── PROVIDED PASSAGE ──
Rigouste repeatedly uses the term “neoliberalism”, which I find slightly problematic as it could be understood to indicate a phenomenon distinct from previous manifestations of the imperialism in question, rather than merely a phase in its evolution.

But, to be fair, he does throughout the work also place great emphasis on the historical continuity of this insidious assault on humanity in terms of both its methods and its aims.

He finds its origins in the mid 17th century, the same period that I have identified as a key historical turning point, when Leviathan’s Law was the philosophical midwife for the birth of industrial imperialism. [7]

Rigouste detects in the brutal repression of the Nu-Pieds (barefoot) uprising in Normandy in 1639 the visible presence of “a regime of modern power breaking with the medieval model”. [8]

By the early 18th century, he says, theoreticians were spelling out this new and ruthless approach – “their writing circulated across the whole of Europe with the emergence of an international field of strategies for war against the peoples”. [9]

“In these texts, as on the ground, we see a combination of classic warfare with punitive measures: hostage-taking, pillage, destruction of goods, despoilment, coercion and executions. The recourse to sexual violence is never evoked, although we constantly observe it”. [10]

 

Divide and rule techniques have also long played a central role, communities within occupied countries being deliberately turned against each other. [11]

There is also a consistent history of the dehumanisation of populations.

“The designation of native peoples as ‘savages’ notably allowed Western powers to override the rules of war as conceived for populations described as civilised”. [12]
The parallels with the attitude of the contemporary Zionist state with regard to the Palestinian people are almost too obvious to point out.
Simultaneously, war was being waged on domestic European populations through the institution known as “the police”.

Rigouste traces this phenomenon back to Louis XIV’s absolutist regime in France, which created a police force in Paris in 1667.

“It appointed superintendents for each part of the city and unified various medieval bodies, such as the gens d’armes, professional mercenaries at the service of the overlords.
“It recruited informants in the streets and in the first modern prisons, to spy on the Parisian lower classes”. [13]

 

Home and abroad, these mechanisms all served one single system, as pointed out by American sociologist Alex S. Vitale.

He says the new police forces that eventually appeared everywhere were linked to three social arrangements fundamental to 18th century inequality: slavery, colonialism and the control of a new industrial working class. [14]

Adds Rigouste: “The British empire adapted its police units at the same time as it was mounting slave-trade patrols in the Caribbean, a royal police force in Ireland, a special police unit in Malabar, the Ugandan police force and the royal police of Hong Kong, through a process of ‘cross-fertilisation’ transferring colonial techniques conceived in India or Canada to Ireland, South Africa and the big British cities.

“The repressive methods used in urban Britain ended up resembling those of the colonial police”. [15]

This is because we are all under Occupation by the single global empire.

One of the most shocking moments in this longstanding enslavement came in Paris in 1871 when the people tried to gain back control over their lives and communities by forming a self-governing Commune.
───
**TASK INSTRUCTIONS:**
1. In the passage on empire and policing, in what year did Louis XIV's regime create a police force in Paris?
2. Extract the wording of the passage on empire and policing from "Rigouste traces this" to "of the overlords.".
The records have no connection to the passage on empire and policing.
── DATA ROWS ──
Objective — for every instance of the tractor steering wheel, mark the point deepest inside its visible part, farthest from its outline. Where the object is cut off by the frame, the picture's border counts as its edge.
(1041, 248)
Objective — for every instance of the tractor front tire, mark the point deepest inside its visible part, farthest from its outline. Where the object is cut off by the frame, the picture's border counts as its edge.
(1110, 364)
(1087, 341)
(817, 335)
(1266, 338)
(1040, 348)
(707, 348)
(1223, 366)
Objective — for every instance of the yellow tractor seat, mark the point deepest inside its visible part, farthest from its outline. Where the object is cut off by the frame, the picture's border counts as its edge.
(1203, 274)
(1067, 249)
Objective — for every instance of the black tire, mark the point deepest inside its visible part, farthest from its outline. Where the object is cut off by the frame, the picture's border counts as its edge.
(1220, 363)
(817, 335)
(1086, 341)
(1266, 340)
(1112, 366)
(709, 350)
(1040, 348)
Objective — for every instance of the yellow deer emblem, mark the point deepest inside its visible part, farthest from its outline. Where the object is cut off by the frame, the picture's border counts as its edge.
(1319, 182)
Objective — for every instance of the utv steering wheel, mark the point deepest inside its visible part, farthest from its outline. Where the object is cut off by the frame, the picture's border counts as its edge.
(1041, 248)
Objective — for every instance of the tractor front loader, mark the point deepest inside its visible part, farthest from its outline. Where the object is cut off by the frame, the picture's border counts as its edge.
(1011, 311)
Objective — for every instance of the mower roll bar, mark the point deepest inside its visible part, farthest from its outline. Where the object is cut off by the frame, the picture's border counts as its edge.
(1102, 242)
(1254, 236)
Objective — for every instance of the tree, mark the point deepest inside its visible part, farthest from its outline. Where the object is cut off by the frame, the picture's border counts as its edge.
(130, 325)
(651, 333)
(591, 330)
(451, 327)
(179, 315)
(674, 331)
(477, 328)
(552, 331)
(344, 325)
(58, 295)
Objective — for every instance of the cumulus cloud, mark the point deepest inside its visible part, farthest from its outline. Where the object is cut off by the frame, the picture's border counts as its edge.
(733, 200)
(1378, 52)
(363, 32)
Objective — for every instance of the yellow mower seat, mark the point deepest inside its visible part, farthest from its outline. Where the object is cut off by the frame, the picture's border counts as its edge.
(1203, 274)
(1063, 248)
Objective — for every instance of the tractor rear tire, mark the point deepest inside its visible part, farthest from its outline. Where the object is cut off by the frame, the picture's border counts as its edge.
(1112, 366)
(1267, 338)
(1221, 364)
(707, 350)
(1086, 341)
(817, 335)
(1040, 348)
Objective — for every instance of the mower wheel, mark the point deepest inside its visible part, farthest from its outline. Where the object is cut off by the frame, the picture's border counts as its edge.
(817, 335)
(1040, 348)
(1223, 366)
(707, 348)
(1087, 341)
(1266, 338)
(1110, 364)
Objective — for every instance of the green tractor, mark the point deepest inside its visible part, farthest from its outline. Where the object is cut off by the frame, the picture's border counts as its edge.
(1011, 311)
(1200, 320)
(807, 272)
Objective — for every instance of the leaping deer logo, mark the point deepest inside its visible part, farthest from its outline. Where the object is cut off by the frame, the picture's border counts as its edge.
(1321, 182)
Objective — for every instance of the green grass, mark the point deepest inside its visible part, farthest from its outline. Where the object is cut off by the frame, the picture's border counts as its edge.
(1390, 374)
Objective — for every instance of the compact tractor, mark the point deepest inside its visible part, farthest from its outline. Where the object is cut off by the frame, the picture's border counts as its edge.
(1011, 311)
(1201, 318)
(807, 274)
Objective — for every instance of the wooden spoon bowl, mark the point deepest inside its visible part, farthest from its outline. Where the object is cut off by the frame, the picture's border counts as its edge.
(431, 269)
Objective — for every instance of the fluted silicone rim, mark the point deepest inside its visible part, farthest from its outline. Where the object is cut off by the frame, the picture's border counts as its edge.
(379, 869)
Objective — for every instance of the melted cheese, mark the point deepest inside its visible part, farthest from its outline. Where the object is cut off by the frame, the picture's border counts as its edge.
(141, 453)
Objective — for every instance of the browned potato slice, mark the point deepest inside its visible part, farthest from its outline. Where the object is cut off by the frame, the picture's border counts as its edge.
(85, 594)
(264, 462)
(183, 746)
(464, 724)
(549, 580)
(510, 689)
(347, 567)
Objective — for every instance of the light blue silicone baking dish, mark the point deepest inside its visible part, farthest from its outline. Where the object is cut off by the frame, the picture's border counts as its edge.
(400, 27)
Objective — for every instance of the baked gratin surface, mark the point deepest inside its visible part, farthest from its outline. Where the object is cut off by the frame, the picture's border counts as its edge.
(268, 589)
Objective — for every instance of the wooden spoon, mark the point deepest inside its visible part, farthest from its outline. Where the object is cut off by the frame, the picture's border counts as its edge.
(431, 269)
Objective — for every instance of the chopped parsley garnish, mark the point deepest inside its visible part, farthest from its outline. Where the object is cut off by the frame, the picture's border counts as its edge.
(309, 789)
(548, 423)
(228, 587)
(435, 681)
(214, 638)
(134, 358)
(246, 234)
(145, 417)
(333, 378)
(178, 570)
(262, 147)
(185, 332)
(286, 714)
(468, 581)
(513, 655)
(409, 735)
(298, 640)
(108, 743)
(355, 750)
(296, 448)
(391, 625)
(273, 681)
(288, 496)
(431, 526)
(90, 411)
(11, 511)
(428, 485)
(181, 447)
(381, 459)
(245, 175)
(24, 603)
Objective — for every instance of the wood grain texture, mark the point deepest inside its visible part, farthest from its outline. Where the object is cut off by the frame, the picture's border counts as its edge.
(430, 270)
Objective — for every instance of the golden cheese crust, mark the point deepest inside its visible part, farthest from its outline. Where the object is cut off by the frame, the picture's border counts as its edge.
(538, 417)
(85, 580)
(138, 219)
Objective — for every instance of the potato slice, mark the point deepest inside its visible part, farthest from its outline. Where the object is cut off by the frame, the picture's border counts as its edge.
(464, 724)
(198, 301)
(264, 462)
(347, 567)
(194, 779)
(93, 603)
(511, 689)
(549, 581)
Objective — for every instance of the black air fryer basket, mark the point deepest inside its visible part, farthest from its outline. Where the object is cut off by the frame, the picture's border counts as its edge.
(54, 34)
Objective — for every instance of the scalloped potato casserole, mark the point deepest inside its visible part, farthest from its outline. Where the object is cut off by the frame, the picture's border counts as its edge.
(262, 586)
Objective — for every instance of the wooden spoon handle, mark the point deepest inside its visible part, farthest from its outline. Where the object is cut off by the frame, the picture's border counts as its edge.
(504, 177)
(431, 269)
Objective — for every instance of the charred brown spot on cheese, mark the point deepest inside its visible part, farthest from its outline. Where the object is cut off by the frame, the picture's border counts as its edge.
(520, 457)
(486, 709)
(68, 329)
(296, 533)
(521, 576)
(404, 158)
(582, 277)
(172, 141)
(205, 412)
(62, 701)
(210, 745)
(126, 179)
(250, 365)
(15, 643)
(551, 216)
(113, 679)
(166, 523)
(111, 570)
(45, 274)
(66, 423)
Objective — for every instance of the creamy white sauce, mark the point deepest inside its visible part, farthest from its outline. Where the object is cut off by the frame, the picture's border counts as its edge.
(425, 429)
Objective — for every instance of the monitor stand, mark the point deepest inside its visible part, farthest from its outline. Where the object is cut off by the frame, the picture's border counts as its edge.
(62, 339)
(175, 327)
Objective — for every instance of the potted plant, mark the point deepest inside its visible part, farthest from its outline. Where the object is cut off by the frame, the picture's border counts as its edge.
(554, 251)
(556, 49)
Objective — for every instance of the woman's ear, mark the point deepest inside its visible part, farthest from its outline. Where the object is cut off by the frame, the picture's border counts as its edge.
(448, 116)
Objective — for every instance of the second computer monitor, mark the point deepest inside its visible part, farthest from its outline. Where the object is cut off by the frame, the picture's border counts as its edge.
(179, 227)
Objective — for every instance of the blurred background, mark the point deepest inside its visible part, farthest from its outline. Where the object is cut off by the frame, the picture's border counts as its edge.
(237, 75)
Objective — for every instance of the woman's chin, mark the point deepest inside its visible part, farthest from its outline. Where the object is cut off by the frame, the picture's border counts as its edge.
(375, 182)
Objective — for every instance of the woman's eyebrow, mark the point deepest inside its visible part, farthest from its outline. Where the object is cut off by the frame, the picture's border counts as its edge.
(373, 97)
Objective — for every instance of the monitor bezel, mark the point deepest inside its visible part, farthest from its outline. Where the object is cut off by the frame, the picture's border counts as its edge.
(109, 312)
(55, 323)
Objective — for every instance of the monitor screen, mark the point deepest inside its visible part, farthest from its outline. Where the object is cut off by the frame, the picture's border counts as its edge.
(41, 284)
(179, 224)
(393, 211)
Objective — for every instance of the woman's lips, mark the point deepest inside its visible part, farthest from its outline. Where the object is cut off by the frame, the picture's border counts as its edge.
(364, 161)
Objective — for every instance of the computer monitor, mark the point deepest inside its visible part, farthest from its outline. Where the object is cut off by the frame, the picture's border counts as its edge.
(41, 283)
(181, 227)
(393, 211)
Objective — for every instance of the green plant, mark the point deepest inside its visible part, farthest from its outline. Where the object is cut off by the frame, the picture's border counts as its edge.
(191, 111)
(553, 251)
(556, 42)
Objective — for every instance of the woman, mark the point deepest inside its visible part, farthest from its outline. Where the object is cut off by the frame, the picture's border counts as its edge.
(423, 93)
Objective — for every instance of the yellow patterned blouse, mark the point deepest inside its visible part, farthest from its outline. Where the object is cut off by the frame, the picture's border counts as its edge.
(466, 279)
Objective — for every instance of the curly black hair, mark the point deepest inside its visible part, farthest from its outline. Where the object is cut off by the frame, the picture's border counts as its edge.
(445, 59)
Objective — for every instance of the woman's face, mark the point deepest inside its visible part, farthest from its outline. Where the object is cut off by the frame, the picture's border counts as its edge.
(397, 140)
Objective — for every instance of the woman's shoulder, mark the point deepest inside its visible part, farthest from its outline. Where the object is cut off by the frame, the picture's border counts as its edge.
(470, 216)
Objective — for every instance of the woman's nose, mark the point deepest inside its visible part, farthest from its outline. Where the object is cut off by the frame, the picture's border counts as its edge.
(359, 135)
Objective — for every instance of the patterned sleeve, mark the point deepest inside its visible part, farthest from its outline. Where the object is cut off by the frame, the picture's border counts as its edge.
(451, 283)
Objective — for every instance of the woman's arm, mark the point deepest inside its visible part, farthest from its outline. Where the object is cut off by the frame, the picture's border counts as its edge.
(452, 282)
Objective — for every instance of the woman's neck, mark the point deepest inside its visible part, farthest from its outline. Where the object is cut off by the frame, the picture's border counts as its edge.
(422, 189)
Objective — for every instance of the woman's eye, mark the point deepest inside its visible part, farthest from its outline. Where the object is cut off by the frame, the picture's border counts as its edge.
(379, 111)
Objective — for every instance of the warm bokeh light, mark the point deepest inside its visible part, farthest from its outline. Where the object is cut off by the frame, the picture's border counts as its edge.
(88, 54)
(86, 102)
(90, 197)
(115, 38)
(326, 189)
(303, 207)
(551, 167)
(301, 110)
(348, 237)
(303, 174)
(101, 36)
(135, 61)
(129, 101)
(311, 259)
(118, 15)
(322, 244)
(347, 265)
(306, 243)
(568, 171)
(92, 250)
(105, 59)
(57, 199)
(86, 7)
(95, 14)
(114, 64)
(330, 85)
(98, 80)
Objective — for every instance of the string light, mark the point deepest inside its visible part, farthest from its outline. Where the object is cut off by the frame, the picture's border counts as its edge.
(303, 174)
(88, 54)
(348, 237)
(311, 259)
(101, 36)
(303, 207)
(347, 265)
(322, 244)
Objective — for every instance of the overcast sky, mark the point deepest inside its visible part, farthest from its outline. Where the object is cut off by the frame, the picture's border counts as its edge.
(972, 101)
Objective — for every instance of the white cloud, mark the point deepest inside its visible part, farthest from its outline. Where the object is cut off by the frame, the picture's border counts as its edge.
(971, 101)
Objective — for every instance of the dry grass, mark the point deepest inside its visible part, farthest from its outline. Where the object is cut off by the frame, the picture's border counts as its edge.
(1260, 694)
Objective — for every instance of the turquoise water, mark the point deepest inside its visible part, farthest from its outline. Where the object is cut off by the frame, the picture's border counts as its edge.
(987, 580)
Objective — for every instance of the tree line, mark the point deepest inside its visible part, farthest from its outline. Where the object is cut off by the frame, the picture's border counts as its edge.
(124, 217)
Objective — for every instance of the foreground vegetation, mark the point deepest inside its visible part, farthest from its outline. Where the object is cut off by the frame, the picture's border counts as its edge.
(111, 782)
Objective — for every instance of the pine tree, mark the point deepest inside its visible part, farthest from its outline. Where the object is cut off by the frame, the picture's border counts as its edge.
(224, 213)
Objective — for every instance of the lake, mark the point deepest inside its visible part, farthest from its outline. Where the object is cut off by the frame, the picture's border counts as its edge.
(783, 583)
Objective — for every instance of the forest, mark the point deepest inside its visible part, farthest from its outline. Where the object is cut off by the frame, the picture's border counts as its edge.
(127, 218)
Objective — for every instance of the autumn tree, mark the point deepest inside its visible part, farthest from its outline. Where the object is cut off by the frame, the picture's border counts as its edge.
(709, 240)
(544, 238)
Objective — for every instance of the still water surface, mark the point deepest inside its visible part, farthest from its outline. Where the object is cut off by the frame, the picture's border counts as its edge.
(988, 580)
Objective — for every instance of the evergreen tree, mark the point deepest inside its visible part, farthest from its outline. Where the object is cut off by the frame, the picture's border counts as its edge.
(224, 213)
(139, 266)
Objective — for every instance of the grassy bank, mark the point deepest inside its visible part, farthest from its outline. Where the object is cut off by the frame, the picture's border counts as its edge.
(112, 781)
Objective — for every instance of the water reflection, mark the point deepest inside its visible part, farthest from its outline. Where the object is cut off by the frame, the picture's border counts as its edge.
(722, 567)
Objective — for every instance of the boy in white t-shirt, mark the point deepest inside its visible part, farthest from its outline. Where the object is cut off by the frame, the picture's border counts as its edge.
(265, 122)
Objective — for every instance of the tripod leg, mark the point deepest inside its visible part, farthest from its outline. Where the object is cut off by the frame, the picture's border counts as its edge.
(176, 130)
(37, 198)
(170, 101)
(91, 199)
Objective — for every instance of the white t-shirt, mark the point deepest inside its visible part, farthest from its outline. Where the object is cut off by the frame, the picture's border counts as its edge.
───
**ANSWERS TO THE EXERCISES:**
1. 1667

2.
Rigouste traces this phenomenon back to Louis XIV’s absolutist regime in France, which created a police force in Paris in 1667.

“It appointed superintendents for each part of the city and unified various medieval bodies, such as the gens d’armes, professional mercenaries at the service of the overlords.